[Entries shown]
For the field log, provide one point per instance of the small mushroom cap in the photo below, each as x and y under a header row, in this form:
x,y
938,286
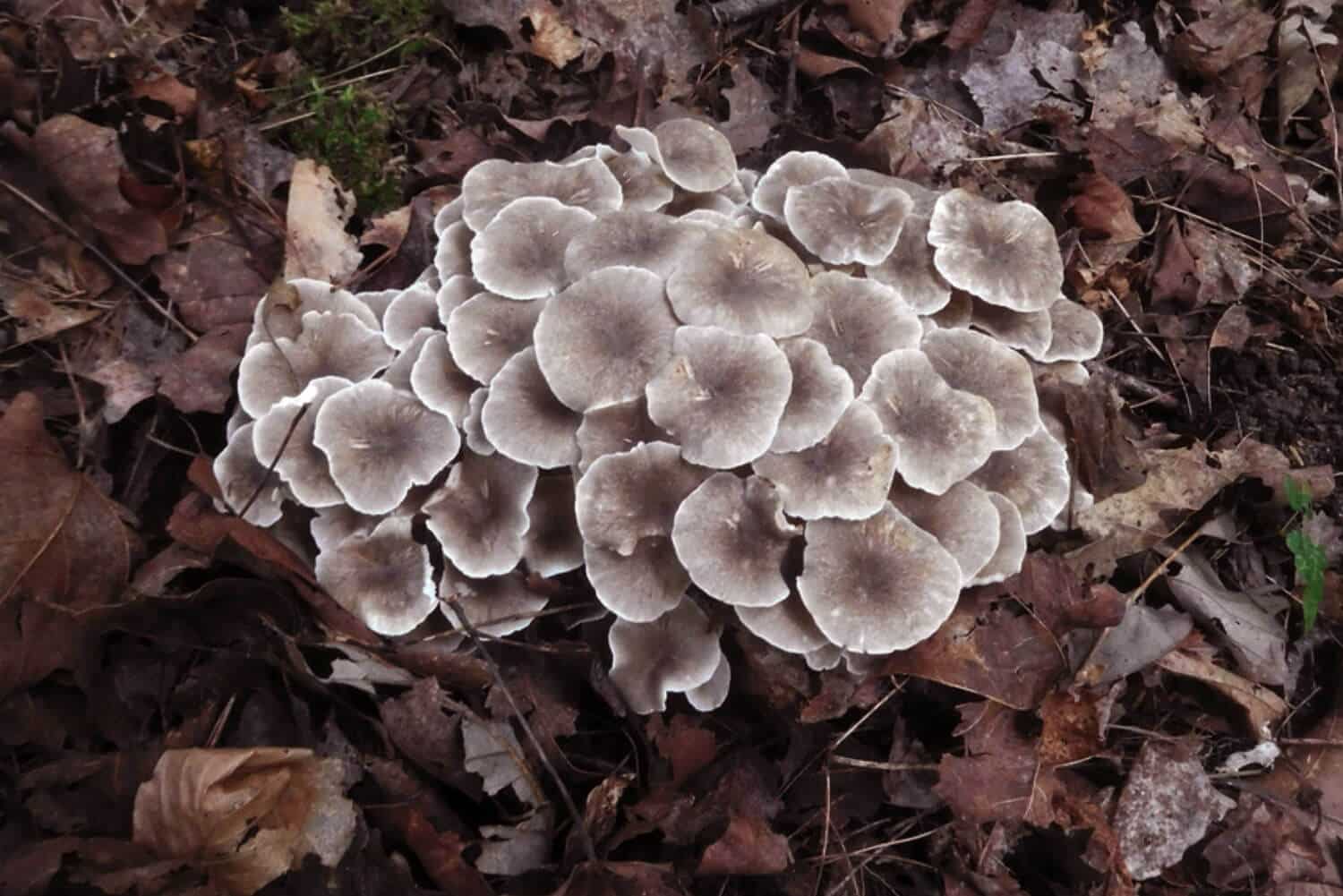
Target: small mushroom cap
x,y
330,344
982,365
485,330
910,270
552,543
714,692
731,536
480,514
634,495
1012,544
878,585
1004,252
453,252
491,185
1076,333
638,587
448,215
384,578
521,252
407,313
524,421
381,440
791,169
676,653
472,427
614,429
241,476
300,464
437,380
1026,330
859,321
454,293
964,520
942,434
633,239
744,281
821,392
722,395
642,182
602,338
496,606
1033,476
693,155
281,311
841,220
786,625
846,474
[/Entries shown]
Exercise brief
Each word of the data should be repeated exactly, and the pictures left out.

Response for this exercise
For the field log, provide one point per instance of the small mushroom cap in the photo below, each as x and y under a header row, in this form:
x,y
938,286
Target: small mushroom cap
x,y
330,344
982,365
485,330
910,270
552,543
714,692
731,536
480,514
634,495
1012,544
878,585
1004,252
453,252
491,185
1076,333
638,587
448,215
384,578
521,252
407,313
524,421
381,440
791,169
676,653
472,427
614,429
241,476
300,464
437,380
1026,330
859,321
454,293
964,520
942,434
633,239
744,281
821,392
722,395
642,182
602,338
496,606
1033,476
693,155
281,311
841,220
786,625
846,474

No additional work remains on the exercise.